----- Excerto do documento

Sim, uma vez, uma só vez e a propósito desta guerra. Disse para comigo: “Ah! Merda! É preciso fazer qualquer coisa, os pobres destes franceses vão embarcar numa coisa de que não podem sair”. De facto, meteram-se numa coisa e não conseguiram sair dela, nem alguma vez vão conseguir...Isso valeu-me chatices em muito maior número, não valeu? Por isso não, claro que não...
- De qualquer forma, é e foi muito sensível à dor dos homens, à desgraça dos homens, ao seu sofrimento!
- Fui, mas já não sou. As coisas deram nisso. Não, não, lixaram-me muito, e basta...Meti pena, mas já não meto. Agora sou indiferente. Eles só conseguem chatear-me, é tudo quanto sei dizer...
- Considera-se azedo?
- De forma nenhuma! Não, absolutamente nada!
- Filósofo?
- Oh, bem, escute lá, tudo isso são palavras. A Enciclopédia está cheia delas, sabe, aqueles livros grossos, há génios dessa coisa de que está a falar. Ah! Santo Deus, são tudo ideias, e nada há mais vulgar do que as ideias. “Eu cá tenho as minhas ideias, papá.” – “Oh, sim, creio que ele tem ideias”. - “Oh, o Agénor é uma pessoa com ideias”. – “Oh! Precisamos de saber o que pensa este escritor.”- “Oh, meu Deus, as suas palavras fazem lei.”
Não, é realmente merda! Está a compreender? Pura e simplesmente merda! E pronto. Creio que dou conta do meu recado e os outros não, logo juntaram-se para dizer que sabem.
- Ainda hoje se considera um dos maiores escritores vivos?
- Ah, de forma nenhuma! Isso de grandes escritores já é lixar adjectivos, etc... primeiro temos de bater a bota, e depois de a batermos, quando estivermos mortos, eles classificam. Primeiro temos de estar mortos. Porque enquanto formos vivos...

----------
----- Listagem fornecida

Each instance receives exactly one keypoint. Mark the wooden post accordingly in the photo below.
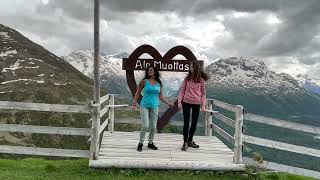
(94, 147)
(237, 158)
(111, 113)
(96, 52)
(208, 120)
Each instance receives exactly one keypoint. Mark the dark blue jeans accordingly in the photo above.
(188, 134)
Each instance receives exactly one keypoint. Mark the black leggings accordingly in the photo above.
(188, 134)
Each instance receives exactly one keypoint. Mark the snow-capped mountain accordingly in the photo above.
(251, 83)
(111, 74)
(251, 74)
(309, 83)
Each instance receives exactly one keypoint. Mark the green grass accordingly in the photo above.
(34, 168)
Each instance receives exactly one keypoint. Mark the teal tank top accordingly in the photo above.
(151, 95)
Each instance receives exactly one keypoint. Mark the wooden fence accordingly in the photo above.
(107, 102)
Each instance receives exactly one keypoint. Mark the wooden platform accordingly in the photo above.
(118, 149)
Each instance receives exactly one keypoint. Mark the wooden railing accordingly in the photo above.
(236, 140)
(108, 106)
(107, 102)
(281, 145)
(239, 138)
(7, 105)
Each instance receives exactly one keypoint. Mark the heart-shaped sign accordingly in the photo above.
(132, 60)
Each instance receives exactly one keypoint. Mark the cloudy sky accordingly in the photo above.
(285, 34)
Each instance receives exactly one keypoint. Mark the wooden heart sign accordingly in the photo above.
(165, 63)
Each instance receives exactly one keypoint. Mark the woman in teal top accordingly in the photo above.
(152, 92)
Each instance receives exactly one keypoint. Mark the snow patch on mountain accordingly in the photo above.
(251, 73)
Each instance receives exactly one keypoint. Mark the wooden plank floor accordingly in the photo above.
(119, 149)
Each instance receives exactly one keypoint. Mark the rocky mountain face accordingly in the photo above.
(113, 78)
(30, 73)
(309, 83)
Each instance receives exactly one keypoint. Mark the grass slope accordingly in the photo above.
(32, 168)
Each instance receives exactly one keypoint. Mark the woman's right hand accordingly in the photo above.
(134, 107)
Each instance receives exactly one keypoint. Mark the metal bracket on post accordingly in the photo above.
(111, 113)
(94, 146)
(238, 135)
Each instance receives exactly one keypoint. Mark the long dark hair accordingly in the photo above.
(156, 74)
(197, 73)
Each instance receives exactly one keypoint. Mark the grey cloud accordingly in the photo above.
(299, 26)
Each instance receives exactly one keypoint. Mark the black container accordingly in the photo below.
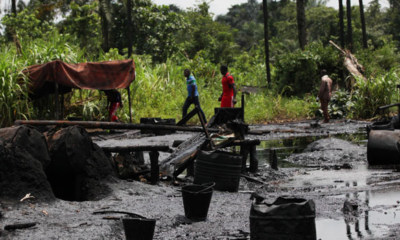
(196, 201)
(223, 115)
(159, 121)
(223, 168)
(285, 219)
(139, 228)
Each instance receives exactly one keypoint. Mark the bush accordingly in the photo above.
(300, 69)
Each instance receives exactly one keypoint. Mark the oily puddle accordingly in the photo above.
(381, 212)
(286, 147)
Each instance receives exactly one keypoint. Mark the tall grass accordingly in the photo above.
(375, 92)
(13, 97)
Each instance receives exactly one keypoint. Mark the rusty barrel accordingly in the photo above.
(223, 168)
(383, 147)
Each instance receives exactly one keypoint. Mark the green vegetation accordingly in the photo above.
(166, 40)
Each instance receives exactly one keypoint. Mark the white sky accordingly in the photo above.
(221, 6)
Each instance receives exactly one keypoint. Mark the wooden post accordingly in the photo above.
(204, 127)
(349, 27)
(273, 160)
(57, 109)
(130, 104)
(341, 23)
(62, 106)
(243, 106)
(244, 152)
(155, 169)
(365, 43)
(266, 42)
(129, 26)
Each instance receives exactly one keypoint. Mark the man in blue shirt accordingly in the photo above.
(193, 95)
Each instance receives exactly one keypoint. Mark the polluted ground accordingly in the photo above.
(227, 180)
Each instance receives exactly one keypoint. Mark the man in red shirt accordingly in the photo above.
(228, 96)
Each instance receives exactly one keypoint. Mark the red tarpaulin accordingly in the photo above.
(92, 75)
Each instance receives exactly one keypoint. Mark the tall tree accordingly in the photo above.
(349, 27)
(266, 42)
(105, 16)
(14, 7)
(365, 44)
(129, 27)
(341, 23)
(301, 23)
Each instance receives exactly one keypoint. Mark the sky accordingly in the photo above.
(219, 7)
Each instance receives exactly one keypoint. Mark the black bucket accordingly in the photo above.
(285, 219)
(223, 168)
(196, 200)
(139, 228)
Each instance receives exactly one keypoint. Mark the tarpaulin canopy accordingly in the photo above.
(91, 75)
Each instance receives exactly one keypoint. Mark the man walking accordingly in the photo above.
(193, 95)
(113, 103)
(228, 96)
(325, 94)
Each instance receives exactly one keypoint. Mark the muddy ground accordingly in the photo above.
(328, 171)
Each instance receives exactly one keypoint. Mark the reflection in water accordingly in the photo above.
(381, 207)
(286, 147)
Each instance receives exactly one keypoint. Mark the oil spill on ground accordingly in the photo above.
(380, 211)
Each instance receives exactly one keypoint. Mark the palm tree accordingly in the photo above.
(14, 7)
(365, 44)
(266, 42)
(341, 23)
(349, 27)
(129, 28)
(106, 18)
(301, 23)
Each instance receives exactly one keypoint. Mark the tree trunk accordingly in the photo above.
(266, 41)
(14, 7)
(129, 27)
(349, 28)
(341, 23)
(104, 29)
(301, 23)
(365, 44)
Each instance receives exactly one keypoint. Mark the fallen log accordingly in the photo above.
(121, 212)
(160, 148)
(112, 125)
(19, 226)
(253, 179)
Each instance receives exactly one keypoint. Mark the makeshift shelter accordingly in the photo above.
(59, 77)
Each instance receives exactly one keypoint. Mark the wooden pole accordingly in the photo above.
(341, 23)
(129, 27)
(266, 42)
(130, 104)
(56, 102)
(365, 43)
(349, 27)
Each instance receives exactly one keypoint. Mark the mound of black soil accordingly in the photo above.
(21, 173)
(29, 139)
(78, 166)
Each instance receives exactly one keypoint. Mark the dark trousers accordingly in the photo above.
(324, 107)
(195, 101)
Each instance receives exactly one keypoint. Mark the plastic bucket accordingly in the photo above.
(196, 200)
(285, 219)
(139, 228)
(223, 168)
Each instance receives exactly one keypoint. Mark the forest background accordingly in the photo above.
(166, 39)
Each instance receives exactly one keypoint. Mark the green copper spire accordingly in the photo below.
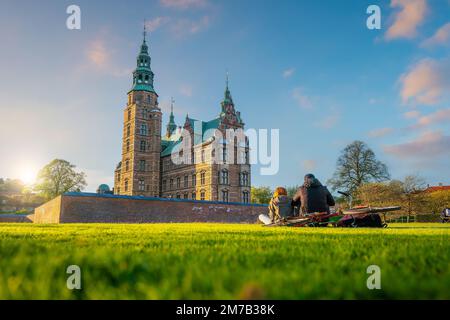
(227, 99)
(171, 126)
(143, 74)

----------
----- Listagem fornecida

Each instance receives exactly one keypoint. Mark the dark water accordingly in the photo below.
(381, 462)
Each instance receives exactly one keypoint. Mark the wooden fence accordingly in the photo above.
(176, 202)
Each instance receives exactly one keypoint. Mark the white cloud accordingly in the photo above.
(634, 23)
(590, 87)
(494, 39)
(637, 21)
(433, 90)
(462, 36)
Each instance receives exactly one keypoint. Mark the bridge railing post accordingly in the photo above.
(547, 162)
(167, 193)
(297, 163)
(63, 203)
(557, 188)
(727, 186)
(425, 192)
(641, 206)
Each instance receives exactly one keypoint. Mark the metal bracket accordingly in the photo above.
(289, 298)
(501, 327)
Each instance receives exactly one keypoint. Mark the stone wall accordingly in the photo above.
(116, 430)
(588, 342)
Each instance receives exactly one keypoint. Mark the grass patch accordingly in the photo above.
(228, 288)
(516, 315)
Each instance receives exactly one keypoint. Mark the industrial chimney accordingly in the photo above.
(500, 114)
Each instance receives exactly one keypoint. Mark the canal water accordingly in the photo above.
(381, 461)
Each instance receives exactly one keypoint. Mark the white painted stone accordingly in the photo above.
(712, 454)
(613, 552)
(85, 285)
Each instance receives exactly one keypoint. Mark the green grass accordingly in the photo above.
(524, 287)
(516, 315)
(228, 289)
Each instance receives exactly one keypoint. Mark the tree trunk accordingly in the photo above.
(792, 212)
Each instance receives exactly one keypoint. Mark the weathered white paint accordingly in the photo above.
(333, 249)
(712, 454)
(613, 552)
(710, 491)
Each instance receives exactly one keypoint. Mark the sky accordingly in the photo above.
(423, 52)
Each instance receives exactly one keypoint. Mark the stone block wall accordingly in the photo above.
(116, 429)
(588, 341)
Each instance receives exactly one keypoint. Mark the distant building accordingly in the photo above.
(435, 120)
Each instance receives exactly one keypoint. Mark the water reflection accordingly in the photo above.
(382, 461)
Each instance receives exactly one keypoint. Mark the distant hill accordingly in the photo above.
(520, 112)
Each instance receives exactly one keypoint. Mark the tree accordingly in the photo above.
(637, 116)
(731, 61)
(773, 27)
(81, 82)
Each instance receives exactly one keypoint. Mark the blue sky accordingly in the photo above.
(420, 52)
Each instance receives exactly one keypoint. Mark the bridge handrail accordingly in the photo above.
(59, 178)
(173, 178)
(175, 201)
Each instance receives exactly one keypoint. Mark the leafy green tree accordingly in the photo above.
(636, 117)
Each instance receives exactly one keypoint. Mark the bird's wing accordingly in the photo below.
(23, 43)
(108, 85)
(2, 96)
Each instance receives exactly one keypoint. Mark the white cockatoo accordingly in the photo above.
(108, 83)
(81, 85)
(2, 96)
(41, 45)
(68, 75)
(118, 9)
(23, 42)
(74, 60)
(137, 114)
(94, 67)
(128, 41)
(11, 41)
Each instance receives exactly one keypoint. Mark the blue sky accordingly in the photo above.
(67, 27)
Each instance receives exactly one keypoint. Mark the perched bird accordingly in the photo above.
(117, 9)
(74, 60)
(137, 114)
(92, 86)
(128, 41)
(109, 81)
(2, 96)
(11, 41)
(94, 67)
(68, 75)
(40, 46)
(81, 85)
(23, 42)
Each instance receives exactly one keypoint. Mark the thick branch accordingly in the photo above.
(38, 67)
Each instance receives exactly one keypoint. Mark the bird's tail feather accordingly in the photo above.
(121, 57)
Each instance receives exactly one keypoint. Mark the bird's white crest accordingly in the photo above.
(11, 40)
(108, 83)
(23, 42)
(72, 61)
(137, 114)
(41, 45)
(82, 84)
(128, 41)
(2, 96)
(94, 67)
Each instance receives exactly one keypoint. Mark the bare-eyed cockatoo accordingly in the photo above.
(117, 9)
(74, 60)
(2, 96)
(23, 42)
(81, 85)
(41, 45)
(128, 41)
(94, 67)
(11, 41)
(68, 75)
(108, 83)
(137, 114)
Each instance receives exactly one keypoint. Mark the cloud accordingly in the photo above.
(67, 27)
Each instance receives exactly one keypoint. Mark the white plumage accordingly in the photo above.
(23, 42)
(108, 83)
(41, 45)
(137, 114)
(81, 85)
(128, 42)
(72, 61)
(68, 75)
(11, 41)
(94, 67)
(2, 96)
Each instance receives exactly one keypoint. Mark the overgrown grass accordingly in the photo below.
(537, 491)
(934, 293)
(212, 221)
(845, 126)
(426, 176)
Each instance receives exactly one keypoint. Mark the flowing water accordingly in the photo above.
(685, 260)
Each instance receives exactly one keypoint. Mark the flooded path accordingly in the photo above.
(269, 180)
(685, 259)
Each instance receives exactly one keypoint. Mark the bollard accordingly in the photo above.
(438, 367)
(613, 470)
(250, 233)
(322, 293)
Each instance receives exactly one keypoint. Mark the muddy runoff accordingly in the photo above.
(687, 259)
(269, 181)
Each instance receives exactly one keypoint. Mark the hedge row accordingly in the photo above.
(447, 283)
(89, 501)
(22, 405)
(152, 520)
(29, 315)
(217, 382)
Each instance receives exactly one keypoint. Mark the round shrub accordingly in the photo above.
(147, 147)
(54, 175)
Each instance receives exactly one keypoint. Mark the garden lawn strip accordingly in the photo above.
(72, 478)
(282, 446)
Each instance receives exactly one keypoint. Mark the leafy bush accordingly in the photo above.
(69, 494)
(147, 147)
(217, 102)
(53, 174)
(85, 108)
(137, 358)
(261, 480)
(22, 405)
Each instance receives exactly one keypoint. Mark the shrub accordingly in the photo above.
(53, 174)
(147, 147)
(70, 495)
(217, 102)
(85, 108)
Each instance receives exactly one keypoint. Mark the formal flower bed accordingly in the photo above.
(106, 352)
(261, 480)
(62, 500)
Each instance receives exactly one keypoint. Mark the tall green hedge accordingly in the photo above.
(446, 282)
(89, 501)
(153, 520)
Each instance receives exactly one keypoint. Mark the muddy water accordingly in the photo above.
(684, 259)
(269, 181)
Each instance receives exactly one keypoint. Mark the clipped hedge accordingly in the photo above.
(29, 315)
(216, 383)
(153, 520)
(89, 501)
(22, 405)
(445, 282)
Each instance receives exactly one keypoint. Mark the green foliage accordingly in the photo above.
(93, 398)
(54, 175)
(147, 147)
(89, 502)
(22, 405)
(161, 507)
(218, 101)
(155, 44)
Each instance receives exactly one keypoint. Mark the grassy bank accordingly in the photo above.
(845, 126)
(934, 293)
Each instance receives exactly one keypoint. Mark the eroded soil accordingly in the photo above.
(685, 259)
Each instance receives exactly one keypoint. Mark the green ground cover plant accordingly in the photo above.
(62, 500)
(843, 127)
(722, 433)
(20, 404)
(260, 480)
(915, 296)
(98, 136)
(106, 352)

----------
----- Listagem fornecida

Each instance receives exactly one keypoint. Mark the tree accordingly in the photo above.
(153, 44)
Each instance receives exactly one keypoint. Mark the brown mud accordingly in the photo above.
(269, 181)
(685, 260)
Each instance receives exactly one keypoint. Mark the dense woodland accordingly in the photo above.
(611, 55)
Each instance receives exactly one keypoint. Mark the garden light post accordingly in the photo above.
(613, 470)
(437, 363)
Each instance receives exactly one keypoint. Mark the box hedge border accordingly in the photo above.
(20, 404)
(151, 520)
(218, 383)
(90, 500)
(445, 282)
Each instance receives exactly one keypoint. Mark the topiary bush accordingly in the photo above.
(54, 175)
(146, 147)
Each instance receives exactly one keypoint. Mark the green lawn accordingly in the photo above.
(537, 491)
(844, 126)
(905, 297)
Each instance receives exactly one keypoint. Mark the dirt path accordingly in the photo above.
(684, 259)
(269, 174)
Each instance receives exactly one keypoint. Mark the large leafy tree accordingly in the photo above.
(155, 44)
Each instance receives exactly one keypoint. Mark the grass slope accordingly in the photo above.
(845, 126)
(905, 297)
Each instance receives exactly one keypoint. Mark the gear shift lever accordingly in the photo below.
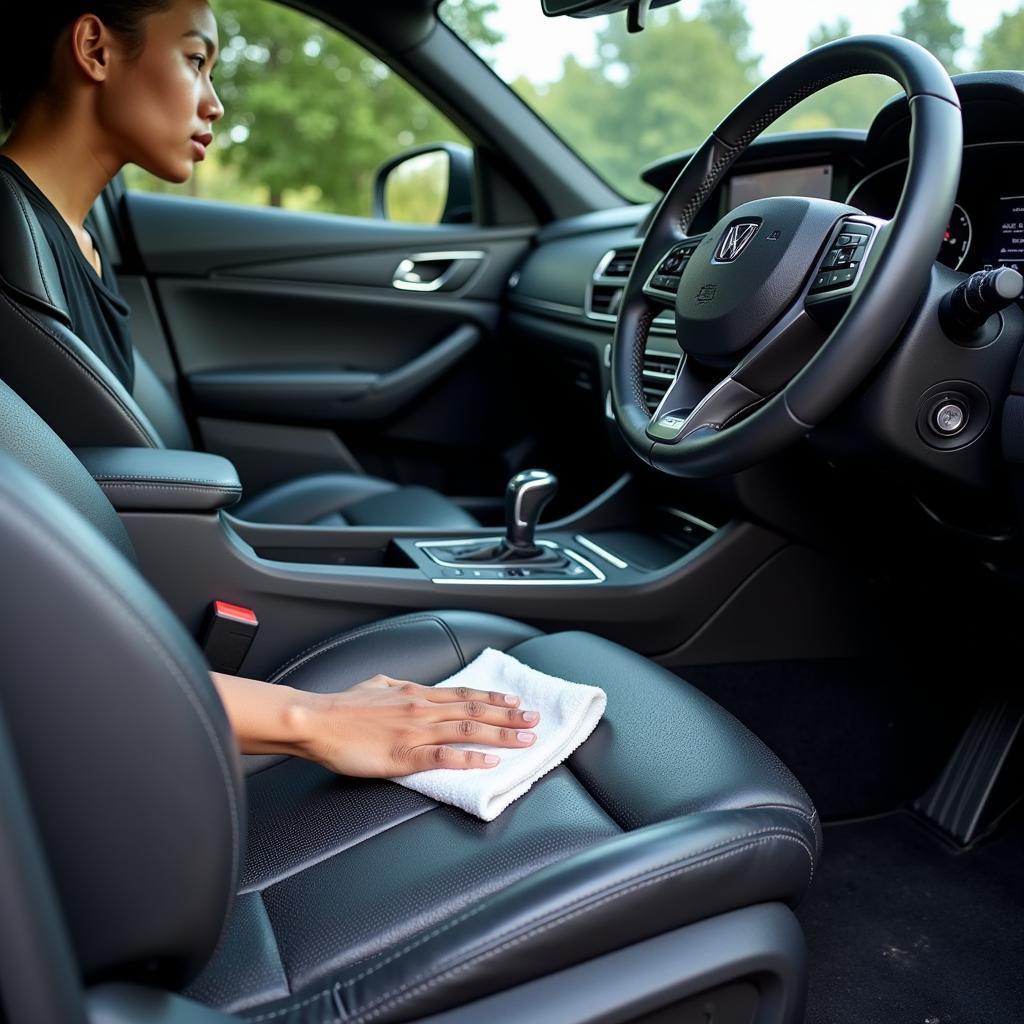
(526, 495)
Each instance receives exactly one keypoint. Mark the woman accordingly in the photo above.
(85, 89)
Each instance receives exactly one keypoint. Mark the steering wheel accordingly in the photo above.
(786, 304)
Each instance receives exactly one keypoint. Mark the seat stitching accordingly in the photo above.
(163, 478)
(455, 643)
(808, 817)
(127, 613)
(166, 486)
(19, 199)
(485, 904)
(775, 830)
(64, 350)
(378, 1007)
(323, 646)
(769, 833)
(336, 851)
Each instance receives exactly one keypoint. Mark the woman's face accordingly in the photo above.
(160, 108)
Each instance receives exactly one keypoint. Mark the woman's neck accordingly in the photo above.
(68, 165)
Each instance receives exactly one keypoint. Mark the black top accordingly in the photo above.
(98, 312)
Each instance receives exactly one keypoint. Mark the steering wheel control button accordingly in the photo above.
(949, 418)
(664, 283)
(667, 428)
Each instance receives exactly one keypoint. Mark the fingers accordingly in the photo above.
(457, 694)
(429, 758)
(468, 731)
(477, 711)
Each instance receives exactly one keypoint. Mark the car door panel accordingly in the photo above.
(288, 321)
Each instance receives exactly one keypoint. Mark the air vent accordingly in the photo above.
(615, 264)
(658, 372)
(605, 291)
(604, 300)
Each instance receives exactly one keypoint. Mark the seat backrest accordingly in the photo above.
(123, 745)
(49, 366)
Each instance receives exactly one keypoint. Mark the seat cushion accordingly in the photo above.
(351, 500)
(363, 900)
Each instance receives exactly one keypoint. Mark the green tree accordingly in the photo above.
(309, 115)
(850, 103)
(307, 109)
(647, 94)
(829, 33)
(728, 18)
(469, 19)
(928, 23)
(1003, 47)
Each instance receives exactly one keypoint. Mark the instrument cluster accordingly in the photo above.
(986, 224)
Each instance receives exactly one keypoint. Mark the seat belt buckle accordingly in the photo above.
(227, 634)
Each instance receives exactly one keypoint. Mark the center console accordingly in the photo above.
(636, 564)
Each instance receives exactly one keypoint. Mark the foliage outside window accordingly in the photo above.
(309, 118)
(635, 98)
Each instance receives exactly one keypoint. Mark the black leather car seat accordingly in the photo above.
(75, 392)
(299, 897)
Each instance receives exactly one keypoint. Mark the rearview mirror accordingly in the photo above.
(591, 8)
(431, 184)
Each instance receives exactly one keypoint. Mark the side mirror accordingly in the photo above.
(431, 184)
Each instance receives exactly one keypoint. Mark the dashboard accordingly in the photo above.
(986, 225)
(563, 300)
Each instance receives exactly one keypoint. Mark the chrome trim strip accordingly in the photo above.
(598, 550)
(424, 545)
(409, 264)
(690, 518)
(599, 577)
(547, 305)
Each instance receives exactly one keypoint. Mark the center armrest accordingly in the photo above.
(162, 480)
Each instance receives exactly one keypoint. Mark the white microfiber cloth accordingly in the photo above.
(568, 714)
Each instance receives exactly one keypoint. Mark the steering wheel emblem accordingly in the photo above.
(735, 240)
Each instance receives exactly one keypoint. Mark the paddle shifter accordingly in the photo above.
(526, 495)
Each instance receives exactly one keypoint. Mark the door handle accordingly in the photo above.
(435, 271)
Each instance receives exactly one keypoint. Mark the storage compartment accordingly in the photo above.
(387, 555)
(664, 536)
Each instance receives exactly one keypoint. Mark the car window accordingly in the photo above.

----------

Tarefa a realizar - Reproduza o excerto da entrevista na íntegra, sem alterar uma palavra ou sinal. A listagem provém de uma fonte diferente da do excerto da entrevista.

Resposta completa -
Sim, uma vez, uma só vez e a propósito desta guerra. Disse para comigo: “Ah! Merda! É preciso fazer qualquer coisa, os pobres destes franceses vão embarcar numa coisa de que não podem sair”. De facto, meteram-se numa coisa e não conseguiram sair dela, nem alguma vez vão conseguir...Isso valeu-me chatices em muito maior número, não valeu? Por isso não, claro que não...
- De qualquer forma, é e foi muito sensível à dor dos homens, à desgraça dos homens, ao seu sofrimento!
- Fui, mas já não sou. As coisas deram nisso. Não, não, lixaram-me muito, e basta...Meti pena, mas já não meto. Agora sou indiferente. Eles só conseguem chatear-me, é tudo quanto sei dizer...
- Considera-se azedo?
- De forma nenhuma! Não, absolutamente nada!
- Filósofo?
- Oh, bem, escute lá, tudo isso são palavras. A Enciclopédia está cheia delas, sabe, aqueles livros grossos, há génios dessa coisa de que está a falar. Ah! Santo Deus, são tudo ideias, e nada há mais vulgar do que as ideias. “Eu cá tenho as minhas ideias, papá.” – “Oh, sim, creio que ele tem ideias”. - “Oh, o Agénor é uma pessoa com ideias”. – “Oh! Precisamos de saber o que pensa este escritor.”- “Oh, meu Deus, as suas palavras fazem lei.”
Não, é realmente merda! Está a compreender? Pura e simplesmente merda! E pronto. Creio que dou conta do meu recado e os outros não, logo juntaram-se para dizer que sabem.
- Ainda hoje se considera um dos maiores escritores vivos?
- Ah, de forma nenhuma! Isso de grandes escritores já é lixar adjectivos, etc... primeiro temos de bater a bota, e depois de a batermos, quando estivermos mortos, eles classificam. Primeiro temos de estar mortos. Porque enquanto formos vivos...